**AUFTRAG:**
Beantworte diese Fragen kurz anhand des Textauszugs unten:
1. Was muss laut Textauszug stabiler werden?
2. Nach welchem Verfahren darf die ePA für Minderjährige eingerichtet werden?
3. Wovon müssten Ärzte und Psychotherapeuten mindestens befreit werden?

___ TEXTAUSZUG

Nötig sei Unterstützung durch die Politik, indem Sanktionen abgeschafft und stattdessen Anreize gesetzt würden, beispielsweise für Praxen, die sich innovativ zeigten, neue Entwicklungen in ihre Arbeit integrierten. Aber auch die Zuverlässigkeit der Telematikinfrastruktur (TI) sei weiter ein großes Thema: „Die TI muss stabiler werden.“

Steiner fordert Korrekturen bei der ePA für Kinder

Zur Einführung der neuen elektronischen Patientenakte (ePA) forderte Steiner vor allem zwei Korrekturen, die aus Sicht der KBV dringend erfolgen müssten. Für Minderjährige dürfe die ePA nur per Opt-In-Verfahren eingerichtet werden. Mindestens aber müssten Ärzte und Psychotherapeuten von der Pflicht befreit werden, die Akte bei Kindern und Jugendlichen zu befüllen, sofern dies zum Nachteil der Minderjährigen sein könnte.

______
___ ERFASSTE DATEN

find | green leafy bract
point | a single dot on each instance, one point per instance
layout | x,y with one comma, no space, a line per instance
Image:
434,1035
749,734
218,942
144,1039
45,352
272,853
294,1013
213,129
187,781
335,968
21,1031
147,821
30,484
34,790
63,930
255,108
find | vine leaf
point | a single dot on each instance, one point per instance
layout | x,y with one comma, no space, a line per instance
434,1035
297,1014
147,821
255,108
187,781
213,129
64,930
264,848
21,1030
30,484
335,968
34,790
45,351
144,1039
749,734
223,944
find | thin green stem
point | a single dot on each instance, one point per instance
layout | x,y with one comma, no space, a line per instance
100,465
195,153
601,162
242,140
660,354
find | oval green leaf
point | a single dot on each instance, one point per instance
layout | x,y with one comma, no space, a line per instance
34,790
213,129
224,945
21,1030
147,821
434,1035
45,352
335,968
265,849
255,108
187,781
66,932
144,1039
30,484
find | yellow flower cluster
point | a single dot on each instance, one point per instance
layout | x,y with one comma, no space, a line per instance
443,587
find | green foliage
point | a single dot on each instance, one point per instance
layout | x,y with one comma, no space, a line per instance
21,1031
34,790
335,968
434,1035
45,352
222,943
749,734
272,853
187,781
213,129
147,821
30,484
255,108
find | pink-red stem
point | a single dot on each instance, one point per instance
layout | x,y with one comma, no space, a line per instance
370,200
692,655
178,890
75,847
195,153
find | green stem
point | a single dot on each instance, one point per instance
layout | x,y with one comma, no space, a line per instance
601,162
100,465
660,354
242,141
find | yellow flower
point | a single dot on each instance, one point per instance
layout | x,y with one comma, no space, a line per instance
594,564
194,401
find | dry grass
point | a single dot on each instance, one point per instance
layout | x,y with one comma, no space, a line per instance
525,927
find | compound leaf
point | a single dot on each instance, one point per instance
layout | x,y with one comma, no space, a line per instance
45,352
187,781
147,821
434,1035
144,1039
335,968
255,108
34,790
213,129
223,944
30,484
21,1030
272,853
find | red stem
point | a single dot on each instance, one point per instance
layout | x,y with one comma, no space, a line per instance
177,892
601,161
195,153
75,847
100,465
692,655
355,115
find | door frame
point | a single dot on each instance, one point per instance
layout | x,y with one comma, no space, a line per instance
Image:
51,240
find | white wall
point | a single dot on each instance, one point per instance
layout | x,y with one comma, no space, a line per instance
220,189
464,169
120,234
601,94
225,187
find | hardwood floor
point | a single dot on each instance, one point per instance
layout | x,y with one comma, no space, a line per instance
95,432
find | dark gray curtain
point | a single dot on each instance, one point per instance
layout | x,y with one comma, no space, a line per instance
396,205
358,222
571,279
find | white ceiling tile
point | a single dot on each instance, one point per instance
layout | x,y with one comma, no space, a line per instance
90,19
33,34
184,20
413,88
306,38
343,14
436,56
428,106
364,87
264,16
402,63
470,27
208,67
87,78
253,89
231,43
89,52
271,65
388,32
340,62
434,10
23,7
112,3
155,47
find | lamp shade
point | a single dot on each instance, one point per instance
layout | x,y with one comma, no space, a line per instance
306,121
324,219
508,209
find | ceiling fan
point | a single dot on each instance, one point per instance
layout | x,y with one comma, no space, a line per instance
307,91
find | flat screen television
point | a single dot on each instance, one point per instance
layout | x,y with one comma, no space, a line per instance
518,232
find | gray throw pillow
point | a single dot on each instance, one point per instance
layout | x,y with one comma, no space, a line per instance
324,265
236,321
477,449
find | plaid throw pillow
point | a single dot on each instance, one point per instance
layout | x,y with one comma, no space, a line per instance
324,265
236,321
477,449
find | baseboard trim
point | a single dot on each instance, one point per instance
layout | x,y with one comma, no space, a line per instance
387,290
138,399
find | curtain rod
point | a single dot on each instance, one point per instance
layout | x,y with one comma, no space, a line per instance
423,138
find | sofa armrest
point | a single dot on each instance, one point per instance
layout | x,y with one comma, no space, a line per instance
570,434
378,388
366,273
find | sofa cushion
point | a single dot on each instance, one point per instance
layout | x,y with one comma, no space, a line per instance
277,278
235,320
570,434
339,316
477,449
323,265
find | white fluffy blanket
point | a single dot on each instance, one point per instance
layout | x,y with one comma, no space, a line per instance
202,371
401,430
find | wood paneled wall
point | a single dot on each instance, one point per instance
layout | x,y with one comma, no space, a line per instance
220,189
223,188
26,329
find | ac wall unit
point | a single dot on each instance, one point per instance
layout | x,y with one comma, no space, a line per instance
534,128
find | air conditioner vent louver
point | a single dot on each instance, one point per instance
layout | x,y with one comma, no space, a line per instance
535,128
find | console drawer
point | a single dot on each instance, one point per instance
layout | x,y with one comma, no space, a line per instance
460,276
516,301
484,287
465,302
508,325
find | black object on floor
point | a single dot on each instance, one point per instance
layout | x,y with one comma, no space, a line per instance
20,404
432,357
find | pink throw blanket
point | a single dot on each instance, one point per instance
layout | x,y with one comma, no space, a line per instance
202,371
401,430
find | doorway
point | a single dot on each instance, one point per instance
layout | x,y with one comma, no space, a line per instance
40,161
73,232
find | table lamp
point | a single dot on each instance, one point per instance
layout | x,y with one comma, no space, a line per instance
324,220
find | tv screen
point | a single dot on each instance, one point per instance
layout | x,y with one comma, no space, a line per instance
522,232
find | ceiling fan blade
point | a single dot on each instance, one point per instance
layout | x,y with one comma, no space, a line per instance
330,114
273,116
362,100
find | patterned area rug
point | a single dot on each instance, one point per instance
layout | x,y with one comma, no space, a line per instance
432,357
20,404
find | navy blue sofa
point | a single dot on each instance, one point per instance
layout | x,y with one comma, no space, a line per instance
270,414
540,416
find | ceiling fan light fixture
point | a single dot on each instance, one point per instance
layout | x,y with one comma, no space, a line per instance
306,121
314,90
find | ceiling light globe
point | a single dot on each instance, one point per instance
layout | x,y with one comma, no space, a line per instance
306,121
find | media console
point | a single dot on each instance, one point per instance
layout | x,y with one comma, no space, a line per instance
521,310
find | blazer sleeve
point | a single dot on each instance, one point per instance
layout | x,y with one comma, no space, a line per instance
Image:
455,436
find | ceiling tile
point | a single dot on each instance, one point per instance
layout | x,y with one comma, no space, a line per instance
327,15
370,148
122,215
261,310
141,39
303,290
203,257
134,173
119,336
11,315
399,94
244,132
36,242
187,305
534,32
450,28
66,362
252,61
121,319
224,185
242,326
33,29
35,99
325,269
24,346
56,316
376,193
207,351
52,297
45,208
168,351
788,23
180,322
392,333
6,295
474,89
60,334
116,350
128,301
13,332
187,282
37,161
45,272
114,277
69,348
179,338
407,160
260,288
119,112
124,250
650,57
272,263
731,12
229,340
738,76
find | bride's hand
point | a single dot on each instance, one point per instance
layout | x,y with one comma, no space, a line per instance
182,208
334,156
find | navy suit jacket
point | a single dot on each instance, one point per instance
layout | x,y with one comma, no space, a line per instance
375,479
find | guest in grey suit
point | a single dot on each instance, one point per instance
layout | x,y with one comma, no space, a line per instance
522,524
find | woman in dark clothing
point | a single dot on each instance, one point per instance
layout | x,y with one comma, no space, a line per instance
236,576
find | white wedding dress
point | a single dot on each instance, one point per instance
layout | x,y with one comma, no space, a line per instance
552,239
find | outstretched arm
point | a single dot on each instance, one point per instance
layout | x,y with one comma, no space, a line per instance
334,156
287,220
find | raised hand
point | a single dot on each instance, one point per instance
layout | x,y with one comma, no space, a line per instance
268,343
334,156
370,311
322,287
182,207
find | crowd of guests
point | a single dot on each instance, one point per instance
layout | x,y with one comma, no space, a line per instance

______

**ENDGÜLTIGE ANTWORT:**
1. Die Telematikinfrastruktur (TI).
2. Nur per Opt-In-Verfahren.
3. Von der Pflicht, die Akte bei Kindern und Jugendlichen zu befüllen, sofern dies zum Nachteil der Minderjährigen sein könnte.